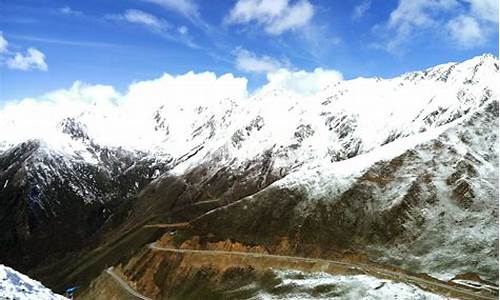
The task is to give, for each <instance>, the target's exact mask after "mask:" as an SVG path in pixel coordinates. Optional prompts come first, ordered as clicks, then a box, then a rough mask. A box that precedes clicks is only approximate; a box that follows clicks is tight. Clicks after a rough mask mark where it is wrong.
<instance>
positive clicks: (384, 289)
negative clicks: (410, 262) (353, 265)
mask: <svg viewBox="0 0 500 300" xmlns="http://www.w3.org/2000/svg"><path fill="white" fill-rule="evenodd" d="M273 273H274V274H273V275H274V276H276V279H275V280H276V283H277V284H276V285H274V286H272V287H269V288H267V289H265V290H263V291H261V292H259V293H258V295H257V296H256V297H254V298H252V299H259V300H271V299H288V300H298V299H303V300H306V299H307V300H315V299H347V300H355V299H373V300H376V299H380V300H385V299H401V300H411V299H422V300H424V299H425V300H440V299H451V298H445V297H442V296H439V295H436V294H432V293H430V292H426V291H424V290H422V289H420V288H418V287H415V286H412V285H409V284H406V283H402V282H395V281H390V280H380V279H377V278H375V277H371V276H367V275H354V276H333V275H330V274H327V273H302V272H299V271H293V270H287V271H274V272H273ZM245 288H247V289H251V288H252V286H251V285H250V286H248V287H243V288H241V289H245Z"/></svg>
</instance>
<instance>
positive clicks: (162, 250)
mask: <svg viewBox="0 0 500 300" xmlns="http://www.w3.org/2000/svg"><path fill="white" fill-rule="evenodd" d="M149 248H150V249H151V250H154V251H165V252H173V253H198V254H203V255H237V256H247V257H254V258H260V257H262V258H271V259H279V260H289V261H301V262H311V263H326V264H333V265H337V266H342V267H347V268H351V269H356V270H359V271H361V272H363V273H367V274H379V275H381V276H385V277H390V278H393V279H395V280H398V281H401V282H406V283H412V284H414V285H417V286H422V285H423V286H428V287H434V288H438V289H440V290H446V291H449V292H454V293H455V294H458V295H461V296H463V297H464V296H465V297H467V298H466V299H498V296H493V295H492V296H487V295H483V294H480V293H475V292H473V291H471V290H467V289H465V288H460V287H456V286H451V285H448V284H446V283H441V282H439V281H437V280H436V281H432V280H427V279H424V278H420V277H416V276H412V275H408V274H404V273H400V272H395V271H390V270H386V269H382V268H377V267H374V266H370V265H366V264H357V263H348V262H342V261H335V260H327V259H316V258H307V257H299V256H287V255H274V254H266V253H252V252H239V251H224V250H192V249H177V248H164V247H159V246H157V245H156V243H151V244H149ZM372 276H373V275H372Z"/></svg>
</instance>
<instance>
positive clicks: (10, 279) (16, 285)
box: [0, 264, 67, 300]
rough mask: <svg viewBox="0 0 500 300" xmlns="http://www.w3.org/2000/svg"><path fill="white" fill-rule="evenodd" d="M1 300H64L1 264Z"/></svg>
mask: <svg viewBox="0 0 500 300" xmlns="http://www.w3.org/2000/svg"><path fill="white" fill-rule="evenodd" d="M0 299H5V300H64V299H67V298H65V297H63V296H61V295H57V294H55V293H53V292H52V291H51V290H50V289H48V288H46V287H44V286H43V285H42V284H41V283H40V282H38V281H36V280H33V279H31V278H29V277H28V276H26V275H24V274H21V273H19V272H17V271H16V270H14V269H12V268H9V267H7V266H4V265H1V264H0Z"/></svg>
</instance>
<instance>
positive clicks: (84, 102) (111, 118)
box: [0, 72, 248, 153]
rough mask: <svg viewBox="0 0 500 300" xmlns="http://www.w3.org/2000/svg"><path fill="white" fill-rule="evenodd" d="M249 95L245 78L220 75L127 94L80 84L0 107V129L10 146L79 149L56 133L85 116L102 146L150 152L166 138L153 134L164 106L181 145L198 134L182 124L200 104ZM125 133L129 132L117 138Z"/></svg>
mask: <svg viewBox="0 0 500 300" xmlns="http://www.w3.org/2000/svg"><path fill="white" fill-rule="evenodd" d="M247 96H248V95H247V80H246V79H245V78H241V77H234V76H233V75H232V74H225V75H222V76H216V75H215V74H214V73H211V72H204V73H193V72H188V73H186V74H183V75H170V74H164V75H163V76H161V77H160V78H157V79H153V80H146V81H139V82H135V83H132V84H131V85H130V86H129V89H128V92H126V93H125V94H120V93H118V92H117V91H116V90H115V89H114V88H113V87H111V86H106V85H87V84H84V83H81V82H76V83H74V84H73V86H71V87H70V88H68V89H61V90H57V91H54V92H50V93H48V94H45V95H42V96H41V97H36V98H34V99H24V100H21V101H9V102H7V103H5V104H4V106H3V107H1V108H0V128H1V129H2V134H3V136H2V139H3V140H4V141H6V142H7V143H8V144H17V143H19V142H22V141H25V140H27V139H33V138H43V139H44V141H45V142H47V143H48V144H50V145H51V146H54V147H56V149H57V147H58V146H60V147H68V145H76V144H74V142H71V140H69V142H68V141H64V140H61V135H60V134H57V133H56V132H57V130H58V124H59V123H60V121H61V120H62V119H63V118H65V117H68V116H79V118H81V120H82V121H83V122H84V123H85V124H87V130H88V133H89V135H91V136H93V137H94V138H95V141H96V142H97V143H100V144H104V145H111V146H122V147H123V146H125V147H127V146H129V147H138V148H140V149H141V150H146V149H148V148H151V147H152V146H153V145H155V144H156V145H158V143H159V142H161V141H162V140H164V138H165V137H164V136H162V135H158V134H154V130H153V128H154V126H155V125H156V124H155V121H154V119H153V118H152V115H153V114H154V112H155V111H157V110H158V108H159V107H160V106H165V107H166V108H168V109H166V110H164V113H165V114H167V119H168V121H169V122H172V123H175V124H178V126H177V127H170V134H169V138H170V139H173V142H174V144H176V143H175V141H185V139H186V132H188V131H189V130H192V128H190V126H191V124H190V123H189V122H175V121H176V120H182V121H184V120H185V119H186V118H187V119H190V120H195V119H196V118H198V117H199V116H198V114H197V113H196V112H195V108H196V107H198V106H200V105H207V106H210V105H212V106H216V105H217V104H218V103H219V101H226V99H233V100H240V99H245V98H246V97H247ZM82 112H83V113H82ZM40 116H50V117H40ZM172 126H174V125H172ZM14 129H15V130H14ZM123 132H126V133H127V134H117V133H123ZM1 147H2V144H1V143H0V148H1ZM83 150H85V149H83ZM188 150H189V149H183V148H177V149H175V150H174V151H179V152H182V153H185V151H188Z"/></svg>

■ ■ ■

AIM OF THE EXERCISE :: How many lines in the records above contain the string "positive"? Reply with the number alone.

ANSWER AREA :: 4